Her yıl 25 Nisan’da “Anzaklar” Çanakkale’de şafak ayini yaparlar, resmen tören düzenlerler, ayin yaptıkları koya da adları verilmiş, savaşmaya geldikleri, yenilerek gittikleri günleri, ölenlerini, atalarını anarlar. Savaş alanında anarlar. Bizler de izin veririz, izin vermek ne demek, onlara övgüler düzeriz, bunun için de yüce Önderimizin adını kullanır, bir yalanı yayarız. Bu yalanları duya duya, söyleye söyleye kendimiz de inanır dilimizden düşürmeyiz.
İşte geçen günün başlıkları:
“Anzak Koyu'nda geleneksel "Şafak Ayini" yapıldı.”
“Çanakkale Kara Savaşlarının 107. Yılı (Gelibolu Çıkarması) Anma törenleri…”

Bir de böyle törenlerde, Çanakkale Kahramanı, Türk'ün atası Atatürk'ten, bu savaştaki üstün başarılarından pek söz edilmez. Pek çok da çatlak ses çıkar. Tarihi gerçekler, görmezden bilmezden gelinir. 25 Nisan 1915 Arıburnu taarruzunu 19. Tümen Komutanı Yarbay Mustafa Kemal yönetmiş, yoğun top ateşiyle İngiliz, Fransız, Anzak birlikleri durdurtulmuş, boğaz boğaza çarpışmalarla düşmana aman verdirilmemiştir. Atatürk, askerlerimize; "Ben size taarruzu değil ölmeyi emrediyorum" ünlü sözünü bu savaşta demiştir.

● Toplanan veriler
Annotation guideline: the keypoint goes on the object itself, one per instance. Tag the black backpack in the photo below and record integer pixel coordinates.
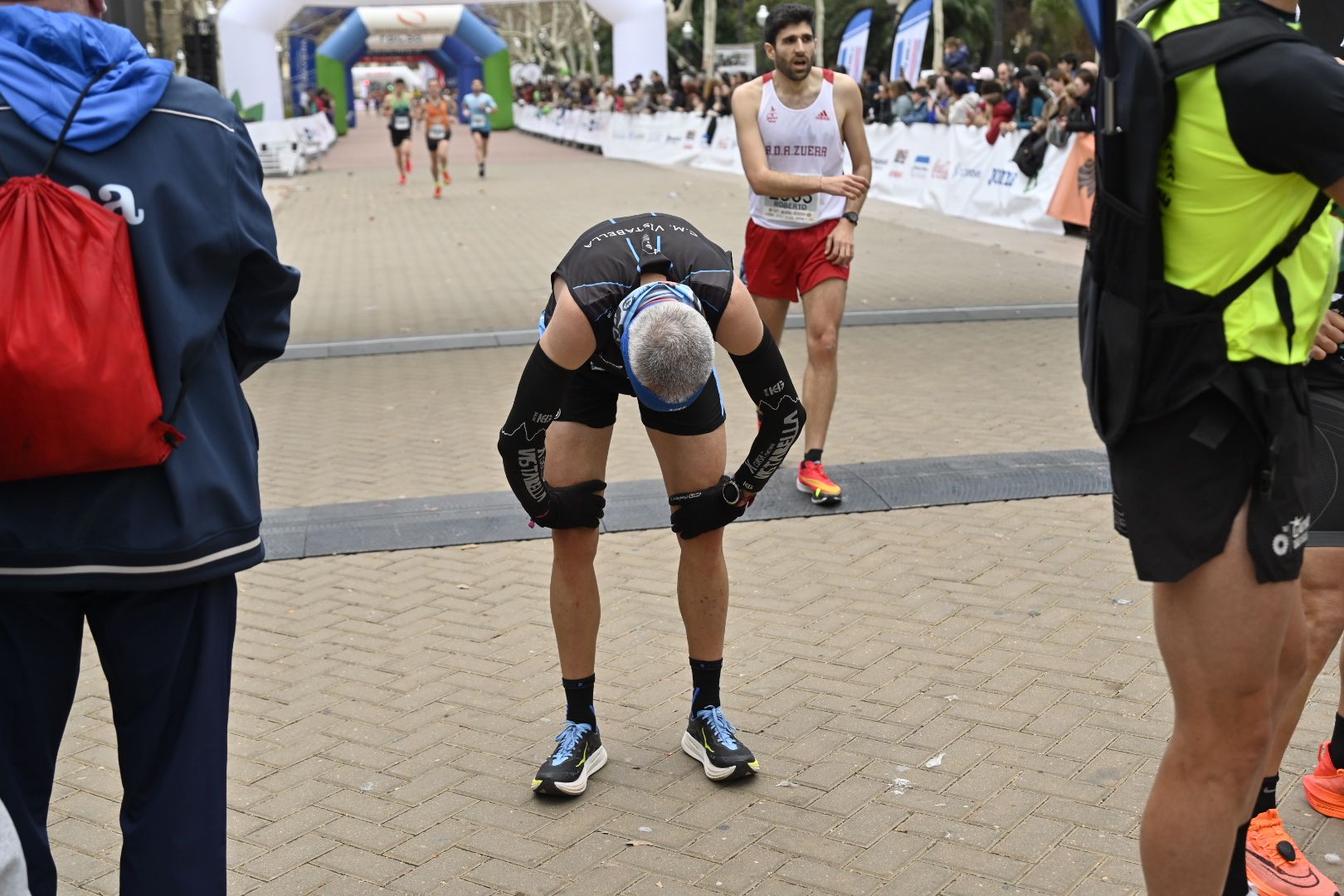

● Tamamlanacak alıştırmalar
a – Aşağıdaki ifadelerin belge bölümüyle uyuşup uyuşmadığını evet ya da hayır diyerek belirtin ve her yanıtı belirleyen sözleri metinden olduğu gibi alıntılayın. (i) 25 Nisan 1915 Arıburnu taarruzunu Yarbay Mustafa Kemal yönetmiştir. (ii) Anma törenlerinde Atatürk'ün bu savaştaki başarılarından sıkça söz edilir. (iii) Anzaklar anma törenlerini her yıl 18 Mart'ta yapar.
b – Belge bölümünde yoğun top ateşiyle durdurulduğu belirtilen birliklerin tümünü sıralayın.
Satırların bu çalışmada hiçbir işlevi yoktur.

● Görev çözümleri
a –
(i) Evet: “25 Nisan 1915 Arıburnu taarruzunu 19. Tümen Komutanı Yarbay Mustafa Kemal yönetmiş”
(ii) Hayır: “bu savaştaki üstün başarılarından pek söz edilmez”
(iii) Hayır: “Her yıl 25 Nisan’da “Anzaklar” Çanakkale’de şafak ayini yaparlar”

b – İngiliz, Fransız ve Anzak birlikleri.